[LATIHAN SOAL]
**a)** Kutiplah dari kisah Nabi Isa di bawah ini seluruh bagian mulai dari "Oleh Abdullah Ubaid" terus ke bawah sampai "dan bibirnya pecah-pecah.".
**b)** Tentukan apakah pernyataan berikut sesuai dengan kisah Nabi Isa di bawah ini, lalu jawab ya atau tidak beserta kata-kata penentu dari kisah itu yang dikutip persis: (i) Tiga orang pertama yang ditemui Isa sangat takut neraka. (ii) Kondisi tiga orang kedua lebih ringan daripada tiga orang pertama. (iii) Al-masîh adalah julukan untuk Isa.
**c)** Teruskan kisah Nabi Isa di bawah ini, dimulai setelah kalimat terakhir yang tercantum.

[KUTIPAN TEKS]
▬▬▬▬▬▬▬▬▬▬

Mahabbah atau cinta dalam doktrin sufi memberikan resep hidup sukses. Sekaligus trik-trik mencetak gelimang prestasi dalam kehidupan.
Oleh Abdullah Ubaid Matraji
Nabi Isa suatu ketika melakukan pengembaraan. Di tengah perjalanan, ia bertemu dengan tiga orang. Tubuh mereka kurus kering dan lemah lunglai. Wajah pun pucat pasi.
“Apa yang terjadi dengan diri kalian?” tanya Isa.
“Karena kami sangat takut neraka,” jawabnya.
“Semoga Allah melindungi kalian dari api neraka,” panjat Isa.
Perjalanan pun berlanjut. Kali ini, al-masîh, julukan untuk Isa, bertemu dengan tiga orang lagi. Kondisi mereka lebih parah. Tak tampak sedikitpun lemak di tubuhnya. Kelopak matanya cekung. Kulitnya kering dan bibirnya pecah-pecah.
“Apa yang terjadi dengan diri kalian?”
“Sebab kami sangat mengharap surga.”
“Semoga Allah memberikan apa yang kalian harapkan,” Isa kembali berdoa.

▬▬▬▬▬▬▬▬▬▬

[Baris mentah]
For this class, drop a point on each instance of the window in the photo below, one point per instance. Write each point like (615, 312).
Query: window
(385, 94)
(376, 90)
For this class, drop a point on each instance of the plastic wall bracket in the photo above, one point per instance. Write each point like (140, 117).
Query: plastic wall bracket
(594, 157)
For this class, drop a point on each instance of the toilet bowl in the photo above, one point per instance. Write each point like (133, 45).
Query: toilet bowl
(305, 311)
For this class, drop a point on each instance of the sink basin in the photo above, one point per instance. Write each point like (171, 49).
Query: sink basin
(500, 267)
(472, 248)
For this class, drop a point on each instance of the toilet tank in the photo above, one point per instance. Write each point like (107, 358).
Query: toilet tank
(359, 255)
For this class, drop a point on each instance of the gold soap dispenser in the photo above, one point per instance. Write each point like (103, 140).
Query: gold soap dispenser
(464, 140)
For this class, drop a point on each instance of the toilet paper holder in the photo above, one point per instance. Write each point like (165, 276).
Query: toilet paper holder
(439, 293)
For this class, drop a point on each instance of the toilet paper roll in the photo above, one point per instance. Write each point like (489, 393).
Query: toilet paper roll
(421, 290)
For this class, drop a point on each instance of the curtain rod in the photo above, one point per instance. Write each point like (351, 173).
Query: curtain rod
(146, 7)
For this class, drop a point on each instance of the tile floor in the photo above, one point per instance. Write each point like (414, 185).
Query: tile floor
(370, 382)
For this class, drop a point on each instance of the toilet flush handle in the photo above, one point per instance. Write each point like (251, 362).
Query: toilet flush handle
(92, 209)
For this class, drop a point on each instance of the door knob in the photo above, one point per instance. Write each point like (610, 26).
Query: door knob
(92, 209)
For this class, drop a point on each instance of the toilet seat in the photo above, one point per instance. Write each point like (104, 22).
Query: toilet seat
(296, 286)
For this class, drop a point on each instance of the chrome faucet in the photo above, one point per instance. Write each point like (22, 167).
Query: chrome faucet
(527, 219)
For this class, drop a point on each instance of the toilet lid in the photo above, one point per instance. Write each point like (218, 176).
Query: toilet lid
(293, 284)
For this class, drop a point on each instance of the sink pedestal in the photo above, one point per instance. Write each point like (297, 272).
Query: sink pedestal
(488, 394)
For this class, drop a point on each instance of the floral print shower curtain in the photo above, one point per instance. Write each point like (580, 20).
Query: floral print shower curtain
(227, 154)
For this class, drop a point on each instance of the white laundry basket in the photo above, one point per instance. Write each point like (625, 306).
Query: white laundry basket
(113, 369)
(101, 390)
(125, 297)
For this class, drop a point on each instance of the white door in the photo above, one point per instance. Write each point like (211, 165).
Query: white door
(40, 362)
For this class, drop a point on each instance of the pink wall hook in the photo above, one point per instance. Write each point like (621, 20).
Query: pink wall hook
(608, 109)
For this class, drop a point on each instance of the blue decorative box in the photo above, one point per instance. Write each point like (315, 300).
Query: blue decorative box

▬▬▬▬▬▬▬▬▬▬

[JAWABAN LATIHAN]
**a)**
Oleh Abdullah Ubaid Matraji
Nabi Isa suatu ketika melakukan pengembaraan. Di tengah perjalanan, ia bertemu dengan tiga orang. Tubuh mereka kurus kering dan lemah lunglai. Wajah pun pucat pasi.
“Apa yang terjadi dengan diri kalian?” tanya Isa.
“Karena kami sangat takut neraka,” jawabnya.
“Semoga Allah melindungi kalian dari api neraka,” panjat Isa.
Perjalanan pun berlanjut. Kali ini, al-masîh, julukan untuk Isa, bertemu dengan tiga orang lagi. Kondisi mereka lebih parah. Tak tampak sedikitpun lemak di tubuhnya. Kelopak matanya cekung. Kulitnya kering dan bibirnya pecah-pecah.

**b)**
(i) Ya: "Karena kami sangat takut neraka,"
(ii) Tidak: "Kondisi mereka lebih parah."
(iii) Ya: "al-masîh, julukan untuk Isa"

**c)**
Pada kesempatan lain. Tanpa disengaja, Isa bertemu lagi dengan tiga orang. Mereka tampak tidak muda. Tubuhnya tidak tegap dan tenaganya tak sekuat orang usia produktif, antara 25 sampai 45 tahun. Kulitnya kendor dan keriput. Tapi, wajahnya terlihat cerah. Tak tergambar sedikit pun kesedihan dan kelelahan. Orang Jawa bilang, sumringah, tampak berseri-seri dan seakan bercahaya.
“Mengapa kalian tampak seperti itu?”
“Kami amat mencintai Allah.”
“Antum al-muqarrabûn, kalianlah orang-orang yang didekatkan kepada Allah,” kata nabi Isa.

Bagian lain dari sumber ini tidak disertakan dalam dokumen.